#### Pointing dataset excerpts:
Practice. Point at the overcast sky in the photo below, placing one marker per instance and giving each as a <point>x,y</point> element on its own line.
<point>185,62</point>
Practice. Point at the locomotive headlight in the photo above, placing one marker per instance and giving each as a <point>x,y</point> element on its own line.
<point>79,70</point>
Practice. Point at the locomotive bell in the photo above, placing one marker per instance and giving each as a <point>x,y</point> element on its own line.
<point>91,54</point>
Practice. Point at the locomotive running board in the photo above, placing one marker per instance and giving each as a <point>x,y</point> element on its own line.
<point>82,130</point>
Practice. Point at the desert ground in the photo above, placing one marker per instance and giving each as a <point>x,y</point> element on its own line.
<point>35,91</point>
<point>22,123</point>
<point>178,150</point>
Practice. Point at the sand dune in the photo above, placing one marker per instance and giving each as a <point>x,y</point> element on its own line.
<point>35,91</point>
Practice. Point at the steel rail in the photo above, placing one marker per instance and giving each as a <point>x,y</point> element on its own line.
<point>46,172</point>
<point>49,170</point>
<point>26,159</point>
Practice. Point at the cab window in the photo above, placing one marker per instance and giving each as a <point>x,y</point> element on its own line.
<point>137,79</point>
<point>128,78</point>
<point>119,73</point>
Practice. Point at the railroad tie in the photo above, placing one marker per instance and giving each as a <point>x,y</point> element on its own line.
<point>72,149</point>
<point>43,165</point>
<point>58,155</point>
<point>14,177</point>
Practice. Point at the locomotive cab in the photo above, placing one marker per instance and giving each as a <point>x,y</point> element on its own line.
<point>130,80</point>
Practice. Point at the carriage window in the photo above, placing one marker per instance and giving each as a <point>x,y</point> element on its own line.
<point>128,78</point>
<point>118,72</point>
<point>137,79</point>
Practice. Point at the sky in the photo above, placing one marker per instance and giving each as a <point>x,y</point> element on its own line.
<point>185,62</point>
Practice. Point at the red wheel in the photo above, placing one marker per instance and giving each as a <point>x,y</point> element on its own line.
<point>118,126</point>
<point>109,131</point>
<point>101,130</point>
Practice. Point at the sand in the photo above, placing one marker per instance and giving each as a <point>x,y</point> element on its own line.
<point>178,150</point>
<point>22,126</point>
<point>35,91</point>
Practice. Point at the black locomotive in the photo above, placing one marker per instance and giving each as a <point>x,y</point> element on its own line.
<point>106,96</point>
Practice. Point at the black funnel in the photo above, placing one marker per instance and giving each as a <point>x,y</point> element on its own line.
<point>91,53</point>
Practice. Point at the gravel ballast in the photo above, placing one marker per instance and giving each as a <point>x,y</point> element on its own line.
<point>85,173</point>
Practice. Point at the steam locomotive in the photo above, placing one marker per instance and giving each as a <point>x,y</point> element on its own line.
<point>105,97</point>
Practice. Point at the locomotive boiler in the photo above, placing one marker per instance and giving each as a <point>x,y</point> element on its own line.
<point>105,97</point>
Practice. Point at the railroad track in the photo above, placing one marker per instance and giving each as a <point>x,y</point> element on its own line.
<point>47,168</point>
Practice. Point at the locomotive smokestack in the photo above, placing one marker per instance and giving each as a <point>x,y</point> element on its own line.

#### Set exercise:
Recopy the entries above in their entirety, exactly.

#### Result for this exercise:
Practice. Point at the overcast sky in the photo below, placing one marker per instance and giving each as a <point>x,y</point> element on its own line.
<point>185,62</point>
Practice. Point at the locomotive headlight in the photo above, placing one marker per instance and giving each as a <point>x,y</point> element on its own line.
<point>79,70</point>
Practice. Point at the locomotive bell in the photo above, placing one marker per instance and giving each as a <point>x,y</point> element on its own line.
<point>91,54</point>
Practice. Point at the locomotive running board in the photo above, placing one marker per instance and giving each as a <point>x,y</point> element on its own line.
<point>82,130</point>
Practice. Point at the desert ground in the photo above, placing one marker per instance and giving each as a <point>x,y</point> element on its own line.
<point>35,91</point>
<point>22,123</point>
<point>178,150</point>
Practice. Point at the sand dune in the photo above, placing one marker per instance and giving each as a <point>x,y</point> element on its own line.
<point>35,91</point>
Practice. Point at the steel rail in the photo above, placing one marker per instance and giving each as a <point>x,y</point> element on its own line.
<point>46,172</point>
<point>49,170</point>
<point>26,159</point>
Practice. Point at the cab window in the photo above, placing one marker per instance and giving each as a <point>x,y</point> element on its own line.
<point>137,79</point>
<point>128,78</point>
<point>119,73</point>
Practice. Point at the railroad tie in the photo above, placing one marker per instance and giving each as a <point>x,y</point> element on its own line.
<point>72,149</point>
<point>43,165</point>
<point>58,155</point>
<point>14,177</point>
Practice. Point at the locomotive cab in the photo above, placing one marker per instance and giving each as a <point>x,y</point> element on its own line.
<point>130,80</point>
Practice. Point at the carriage window in the photo above, placing one marker per instance and giving each as a <point>x,y</point> element on its own line.
<point>128,78</point>
<point>118,72</point>
<point>137,79</point>
Practice. Point at the sky in the photo above, placing one marker per instance and giving each as a <point>x,y</point> element on its own line.
<point>185,62</point>
Practice. Point at the red wheel in the photo above, placing one marker per instance and giving each as a <point>x,y</point> element on its own line.
<point>118,126</point>
<point>109,131</point>
<point>101,130</point>
Practice. Point at the sand in the photo above, placing one marker per instance and giving each as a <point>x,y</point> element on its own line.
<point>178,150</point>
<point>22,126</point>
<point>35,91</point>
Practice. Point at the black locomotive in the photo above, placing one marker per instance and giving each as a <point>x,y</point> element on its own line.
<point>106,96</point>
Practice. Point at the black funnel in the photo above, placing one marker per instance and giving each as a <point>x,y</point> element on its own line.
<point>91,53</point>
Practice. Point at the gravel ballast in the photo above, placing one marker per instance and giving each as a <point>x,y</point> element on its own line.
<point>85,173</point>
Practice. Point at the steam locomotive in the photo above, placing one marker per instance and giving each as a <point>x,y</point> element on its own line.
<point>105,97</point>
Practice. Point at the locomotive boiler in the photo above, placing one marker per instance and giving each as a <point>x,y</point> element on its own line.
<point>105,97</point>
Practice. Point at the railroad track in the photo above, placing one marker per instance and giving each as a <point>x,y</point> element on its own line.
<point>47,168</point>
Practice. Point at the locomotive smokestack in the photo above, placing one marker per instance and giving each as a <point>x,y</point> element on its own line.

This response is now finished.